Quoted passage –
┌────────
The Romantic Piano Concerto 78 – Clara Schumann

Schumann, Clara: Piano Concerto In A Minor

Hiller, F: Konzertstück, Op. 113

Herz: Rondo de concert, Op. 27

Kalkbrenner: Le rêve, Op. 113

Howard Shelley (piano/conductor), Tasmanian Symphony Orchestra

Hyperion CDA 68240 @ £14.25 plus P&P

About this recording ….

No fewer than four composers vie for attention in volume 78 of the Romantic Piano Concerto. There’s only one official piano concerto here, but it’s a remarkable work from a composer in her mid-teens.

Clara Schumann enjoyed an altogether remarkable life and career. Her marriage to Robert Schumann has been well documented; her devotion to her family and the series of tragedies with which she had to cope while maintaining the exhausting and demanding life of a concert pianist would have defeated a lesser woman. As remarkable, given the social and cultural prohibitions of the time, was the fact that she also composed music—at least, until her mid-thirties when her career as a performer and the burden of single-handedly caring for her children (following Robert’s confinement in an asylum) became all-consuming. ‘Composing gives me great pleasure,’ she wrote. ‘There is nothing that surpasses the joy of creation, if only because through it one wins hours of self-forgetfulness, when one lives in a world of sound.’

Already hailed as a child prodigy pianist, Clara Wieck (as she then was) began writing her Piano Concerto in A minor, Op 7, at the tender age of fourteen. The final movement was the first to be written, originally a single movement Concertsatz, and orchestrated with the help of her father’s student, Robert Schumann. His manuscript orchestration of (what became) the finale was written out in 1833 or, at the latest, early 1834. (Rather aptly, the autograph manuscript of his own A minor piano concerto from eleven years later shows traces of Clara’s handwriting, particularly in the last movement.) It is as long as the other movements combined and, by some margin, the most technically demanding for the soloist, providing a vivid illustration of what an accomplished virtuoso Clara Wieck was at this stage of her musical development.
└────────
Data supplied –
┌────────
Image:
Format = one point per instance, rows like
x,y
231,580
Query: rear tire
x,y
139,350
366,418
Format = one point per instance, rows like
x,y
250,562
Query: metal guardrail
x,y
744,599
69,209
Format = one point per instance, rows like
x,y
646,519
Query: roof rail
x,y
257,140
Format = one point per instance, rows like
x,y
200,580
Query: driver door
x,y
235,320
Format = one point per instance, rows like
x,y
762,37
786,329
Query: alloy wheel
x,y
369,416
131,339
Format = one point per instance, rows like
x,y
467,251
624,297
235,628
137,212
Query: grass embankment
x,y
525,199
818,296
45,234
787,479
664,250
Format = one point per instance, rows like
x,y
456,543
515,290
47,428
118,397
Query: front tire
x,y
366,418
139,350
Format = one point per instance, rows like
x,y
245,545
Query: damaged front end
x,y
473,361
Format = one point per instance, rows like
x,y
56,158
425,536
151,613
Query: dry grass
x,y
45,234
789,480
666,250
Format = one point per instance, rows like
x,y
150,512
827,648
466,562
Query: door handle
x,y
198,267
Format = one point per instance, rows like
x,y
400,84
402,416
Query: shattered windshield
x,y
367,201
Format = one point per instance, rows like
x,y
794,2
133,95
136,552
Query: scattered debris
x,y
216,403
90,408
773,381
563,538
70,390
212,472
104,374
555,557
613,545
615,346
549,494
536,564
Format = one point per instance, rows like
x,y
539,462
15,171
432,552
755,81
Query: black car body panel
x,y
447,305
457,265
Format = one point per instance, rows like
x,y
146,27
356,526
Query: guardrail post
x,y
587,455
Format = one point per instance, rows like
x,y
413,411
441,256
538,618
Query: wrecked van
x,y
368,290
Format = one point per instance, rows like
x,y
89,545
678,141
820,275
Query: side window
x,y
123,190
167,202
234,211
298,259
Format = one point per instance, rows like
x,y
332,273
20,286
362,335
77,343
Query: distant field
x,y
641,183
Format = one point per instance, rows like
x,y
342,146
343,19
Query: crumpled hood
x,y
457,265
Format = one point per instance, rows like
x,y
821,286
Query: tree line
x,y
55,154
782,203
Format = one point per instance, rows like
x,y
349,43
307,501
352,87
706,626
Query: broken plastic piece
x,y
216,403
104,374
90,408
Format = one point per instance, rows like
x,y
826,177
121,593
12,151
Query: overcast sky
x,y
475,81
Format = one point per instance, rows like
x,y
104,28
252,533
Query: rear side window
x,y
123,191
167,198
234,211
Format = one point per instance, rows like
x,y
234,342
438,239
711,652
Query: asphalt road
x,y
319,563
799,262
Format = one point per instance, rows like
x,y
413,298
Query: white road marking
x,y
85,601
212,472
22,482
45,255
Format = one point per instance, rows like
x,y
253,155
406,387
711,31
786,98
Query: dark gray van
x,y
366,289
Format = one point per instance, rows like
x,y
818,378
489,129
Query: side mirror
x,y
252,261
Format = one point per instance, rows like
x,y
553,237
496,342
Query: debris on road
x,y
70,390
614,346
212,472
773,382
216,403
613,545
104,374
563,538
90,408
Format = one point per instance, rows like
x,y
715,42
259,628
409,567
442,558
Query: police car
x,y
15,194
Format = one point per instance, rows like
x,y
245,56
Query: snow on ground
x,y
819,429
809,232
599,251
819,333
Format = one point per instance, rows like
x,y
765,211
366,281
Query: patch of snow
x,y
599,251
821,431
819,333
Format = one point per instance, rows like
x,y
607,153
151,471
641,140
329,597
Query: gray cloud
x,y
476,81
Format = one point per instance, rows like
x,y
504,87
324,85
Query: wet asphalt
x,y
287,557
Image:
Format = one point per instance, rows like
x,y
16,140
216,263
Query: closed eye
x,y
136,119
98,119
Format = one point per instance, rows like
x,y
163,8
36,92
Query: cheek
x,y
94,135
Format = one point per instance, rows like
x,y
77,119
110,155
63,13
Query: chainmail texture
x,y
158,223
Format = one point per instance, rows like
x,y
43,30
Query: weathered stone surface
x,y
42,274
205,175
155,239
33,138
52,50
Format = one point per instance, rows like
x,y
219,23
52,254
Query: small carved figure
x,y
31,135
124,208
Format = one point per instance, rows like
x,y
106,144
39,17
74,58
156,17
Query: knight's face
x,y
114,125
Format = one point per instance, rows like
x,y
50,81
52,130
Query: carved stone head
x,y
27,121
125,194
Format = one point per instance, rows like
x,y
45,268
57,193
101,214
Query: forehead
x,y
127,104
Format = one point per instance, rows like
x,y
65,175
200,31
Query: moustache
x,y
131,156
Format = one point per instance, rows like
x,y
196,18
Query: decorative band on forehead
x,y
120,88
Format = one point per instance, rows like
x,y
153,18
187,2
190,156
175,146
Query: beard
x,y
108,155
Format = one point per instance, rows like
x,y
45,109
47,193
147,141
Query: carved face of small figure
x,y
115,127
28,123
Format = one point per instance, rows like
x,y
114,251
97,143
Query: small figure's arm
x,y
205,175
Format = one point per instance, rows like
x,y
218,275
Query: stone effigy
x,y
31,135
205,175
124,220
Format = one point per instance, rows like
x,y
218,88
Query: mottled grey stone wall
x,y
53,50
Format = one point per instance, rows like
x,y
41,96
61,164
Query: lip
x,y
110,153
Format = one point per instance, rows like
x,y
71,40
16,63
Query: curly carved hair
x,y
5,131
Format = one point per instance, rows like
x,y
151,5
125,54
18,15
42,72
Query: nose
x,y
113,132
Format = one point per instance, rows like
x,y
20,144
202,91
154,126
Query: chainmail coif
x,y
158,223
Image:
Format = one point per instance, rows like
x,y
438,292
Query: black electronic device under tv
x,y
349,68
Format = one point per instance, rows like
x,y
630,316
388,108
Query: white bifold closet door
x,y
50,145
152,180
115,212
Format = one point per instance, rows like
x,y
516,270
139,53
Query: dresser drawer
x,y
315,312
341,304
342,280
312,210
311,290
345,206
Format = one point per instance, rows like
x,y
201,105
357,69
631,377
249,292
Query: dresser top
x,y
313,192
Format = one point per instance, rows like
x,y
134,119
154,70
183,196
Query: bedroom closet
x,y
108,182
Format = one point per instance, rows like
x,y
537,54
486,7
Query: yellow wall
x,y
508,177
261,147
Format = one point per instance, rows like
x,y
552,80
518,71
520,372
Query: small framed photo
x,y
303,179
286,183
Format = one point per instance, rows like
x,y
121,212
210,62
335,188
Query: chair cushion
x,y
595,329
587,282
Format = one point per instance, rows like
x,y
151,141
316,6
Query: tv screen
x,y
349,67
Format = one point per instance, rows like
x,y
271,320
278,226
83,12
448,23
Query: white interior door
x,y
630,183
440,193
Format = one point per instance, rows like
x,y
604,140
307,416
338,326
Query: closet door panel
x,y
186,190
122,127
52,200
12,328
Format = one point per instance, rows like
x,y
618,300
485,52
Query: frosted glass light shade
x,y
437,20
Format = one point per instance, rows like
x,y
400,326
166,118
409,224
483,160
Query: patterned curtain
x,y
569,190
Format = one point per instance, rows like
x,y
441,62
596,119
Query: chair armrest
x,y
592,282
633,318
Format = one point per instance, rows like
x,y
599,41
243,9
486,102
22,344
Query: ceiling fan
└────────
Given problem A – State whether each statement below agrees with the text on Clara Schumann's Piano Concerto, answering yes or no and quoting the deciding words of that text: (i) Clara Wieck began writing the concerto at the age of fourteen; (ii) the first movement of the concerto was the first to be written; (iii) the finale is shorter than the other movements combined.
Given problem B – Go on with the text on Clara Schumann's Piano Concerto from its last sentence.
The data are not needed here.

Written answer A –
(i) Yes: "began writing her Piano Concerto in A minor, Op 7, at the tender age of fourteen"
(ii) No: "The final movement was the first to be written"
(iii) No: "It is as long as the other movements combined"

Written answer B –
Some listeners may feel, too, that it is the most successful of the three. The first movement, melodically somewhat under-nourished, is replete with the passagework and rhetorical gestures of those composers to whom, thanks to her father’s teaching regime, she was in thrall: Kalkbrenner, Hummel, Herz and the like. After a stormy octave passage in E major, via a single bar (marked ‘adagio’ and ‘a piacere senza tempo’), the second movement begins, without a break, in the key of A flat major. This Romanze (‘andante non troppo con grazia’) is to be played with ‘la melodia ben marcato e legato’—and indeed the principal ‘melodia’ is most appealing, especially when taken up by the solo cello later in the movement. Is it too fanciful to suppose that Brahms, who was to become so close to Clara and who later used the same unusual (for a piano concerto) device of a solo cello in the slow movement, might have got the idea from this work? Once again, the music subsides (poco a poco ritenuto) before linking, by means of a drum roll and trumpet fanfare, into the high spirits of the last movement.

Linking the three movements of a concerto was a novel idea in 1833, the most famous example being Mendelssohn’s Concerto No 1 in G minor, Op 25, premiered in Munich in 1831. He played it for the first time in Clara’s home city of Leipzig on 29 October 1835—and it was he who, just eleven days later, conducted the premiere of Clara’s concerto at the Gewandhaus with its young composer as soloist. (At the same concert she also played Mendelssohn’s Capriccio brillant, Op 22, and J S Bach’s Triple Concerto in D minor with Mendelssohn and Louis Rakemann as her co-soloists—remarkably, the first time that any of Bach’s music had ever been played in the Gewandhaus.) After some revision, the concerto, Clara Schumann’s only extant orchestral composition, was published in 1836 with a dedication to the illustrious violinist, composer and conductor Louis Spohr.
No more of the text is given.